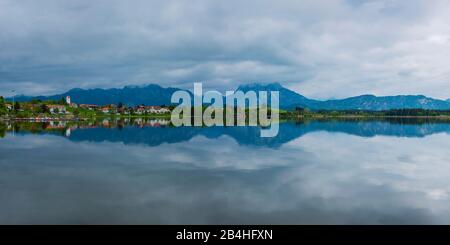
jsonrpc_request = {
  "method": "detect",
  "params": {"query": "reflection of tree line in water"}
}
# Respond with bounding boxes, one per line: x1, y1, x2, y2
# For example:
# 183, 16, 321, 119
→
0, 118, 173, 136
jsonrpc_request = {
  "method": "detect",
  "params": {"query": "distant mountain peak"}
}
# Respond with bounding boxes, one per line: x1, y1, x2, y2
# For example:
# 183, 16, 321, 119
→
349, 94, 377, 99
236, 82, 284, 91
67, 88, 84, 92
123, 83, 161, 89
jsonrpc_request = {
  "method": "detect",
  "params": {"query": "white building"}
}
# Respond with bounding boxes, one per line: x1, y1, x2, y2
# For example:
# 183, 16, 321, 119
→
146, 106, 170, 114
101, 107, 110, 114
48, 105, 67, 114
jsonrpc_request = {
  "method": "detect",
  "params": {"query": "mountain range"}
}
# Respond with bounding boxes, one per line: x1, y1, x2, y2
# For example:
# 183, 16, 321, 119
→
11, 83, 450, 111
237, 83, 450, 110
13, 84, 188, 107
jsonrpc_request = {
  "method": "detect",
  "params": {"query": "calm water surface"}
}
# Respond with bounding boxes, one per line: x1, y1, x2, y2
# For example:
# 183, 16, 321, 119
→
1, 118, 450, 224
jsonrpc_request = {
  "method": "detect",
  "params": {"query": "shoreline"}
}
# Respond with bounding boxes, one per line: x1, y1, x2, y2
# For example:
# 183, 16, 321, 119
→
0, 114, 172, 121
2, 114, 450, 122
288, 115, 450, 119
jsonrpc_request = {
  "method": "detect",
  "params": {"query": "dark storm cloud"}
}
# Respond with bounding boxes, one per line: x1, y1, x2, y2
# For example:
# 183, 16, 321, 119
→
1, 0, 450, 98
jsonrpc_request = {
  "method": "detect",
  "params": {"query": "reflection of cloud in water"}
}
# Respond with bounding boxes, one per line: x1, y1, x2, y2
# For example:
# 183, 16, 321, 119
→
0, 131, 450, 224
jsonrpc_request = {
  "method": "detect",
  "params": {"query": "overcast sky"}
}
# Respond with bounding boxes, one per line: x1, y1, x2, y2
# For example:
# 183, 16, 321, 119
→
1, 0, 450, 99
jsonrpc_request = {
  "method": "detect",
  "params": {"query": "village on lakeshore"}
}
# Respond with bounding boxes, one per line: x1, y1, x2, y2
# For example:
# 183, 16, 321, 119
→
3, 93, 450, 122
0, 95, 172, 120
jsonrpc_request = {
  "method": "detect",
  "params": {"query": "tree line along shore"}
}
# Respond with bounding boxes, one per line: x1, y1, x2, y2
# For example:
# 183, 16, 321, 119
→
2, 96, 450, 121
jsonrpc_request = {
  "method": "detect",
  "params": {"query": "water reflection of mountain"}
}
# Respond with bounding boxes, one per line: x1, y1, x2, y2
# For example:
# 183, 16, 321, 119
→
67, 121, 450, 147
4, 118, 450, 148
3, 119, 450, 147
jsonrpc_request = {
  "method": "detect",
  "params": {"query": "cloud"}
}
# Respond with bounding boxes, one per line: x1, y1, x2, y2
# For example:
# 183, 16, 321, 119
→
1, 0, 450, 99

──────────

• [What the exercise asks]
Each entry is to be transcribed verbatim, and any picture in it is to be skipped.

• [Answer to the exercise]
jsonrpc_request = {
  "method": "detect",
  "params": {"query": "reflection of tree line in water"}
}
# Respond with bounding boxes, one per line: x1, y1, x2, y2
# For example:
# 183, 16, 321, 119
→
0, 118, 173, 136
jsonrpc_request = {
  "method": "detect",
  "params": {"query": "distant mountain peak"}
}
# Respond with bounding boxes, one per line: x1, y1, x2, y2
# For example:
# 183, 16, 321, 119
→
349, 94, 377, 99
236, 82, 284, 91
67, 88, 84, 92
123, 83, 161, 89
jsonrpc_request = {
  "method": "detect",
  "params": {"query": "white building"}
}
# Respond with bounding boxes, one per line: x1, y1, x2, y2
# For example:
# 183, 16, 321, 119
→
146, 106, 170, 114
101, 107, 110, 114
48, 105, 67, 114
jsonrpc_request = {
  "method": "detect",
  "params": {"query": "mountain range"}
}
# Respond with bounding boxes, one per line: x1, y1, x2, y2
# For example:
# 183, 16, 321, 119
→
11, 83, 450, 111
237, 83, 450, 110
13, 84, 188, 107
jsonrpc_request = {
  "method": "detect",
  "params": {"query": "calm water surface"}
}
# Respond with bounding boxes, one per line: x1, y1, x2, y2
# For example:
# 183, 16, 321, 119
→
1, 118, 450, 224
jsonrpc_request = {
  "method": "detect",
  "params": {"query": "shoreline"}
}
# Respond with bounding boxes, one per line: x1, y1, x2, y2
# For example:
# 183, 16, 321, 119
→
0, 114, 172, 121
2, 114, 450, 122
288, 115, 450, 119
jsonrpc_request = {
  "method": "detect",
  "params": {"query": "dark storm cloud"}
}
# Respond with bounding boxes, one per line: x1, y1, x2, y2
# For example:
# 183, 16, 321, 119
→
1, 0, 450, 98
jsonrpc_request = {
  "method": "detect",
  "params": {"query": "reflection of cloud in water"}
}
# Respond with bounding boxes, one per line: x1, y1, x2, y2
# For example:
# 183, 16, 321, 119
→
0, 131, 450, 224
jsonrpc_request = {
  "method": "detect",
  "params": {"query": "overcast sky"}
}
# Respond with bounding boxes, one per line: x1, y1, x2, y2
# For example:
# 183, 16, 321, 119
→
1, 0, 450, 99
jsonrpc_request = {
  "method": "detect",
  "params": {"query": "village on lakeshore"}
}
# Respond with bounding boxes, one per line: x1, y1, x2, y2
# For example:
# 183, 16, 321, 119
→
3, 93, 450, 122
0, 95, 172, 120
jsonrpc_request = {
  "method": "detect",
  "params": {"query": "tree line along shore"}
}
# Respond with bounding boxes, one per line: x1, y1, x2, y2
# For example:
# 183, 16, 321, 119
→
2, 96, 450, 121
jsonrpc_request = {
  "method": "detect",
  "params": {"query": "water reflection of mountain"}
}
# Respond with bounding boxes, one per line: x1, y1, x2, y2
# For example:
# 183, 16, 321, 119
→
67, 121, 450, 147
4, 118, 450, 148
3, 119, 450, 147
jsonrpc_request = {
  "method": "detect",
  "params": {"query": "cloud"}
}
# Respond with bounding boxes, one per line: x1, y1, x2, y2
# For example:
# 183, 16, 321, 119
→
1, 0, 450, 99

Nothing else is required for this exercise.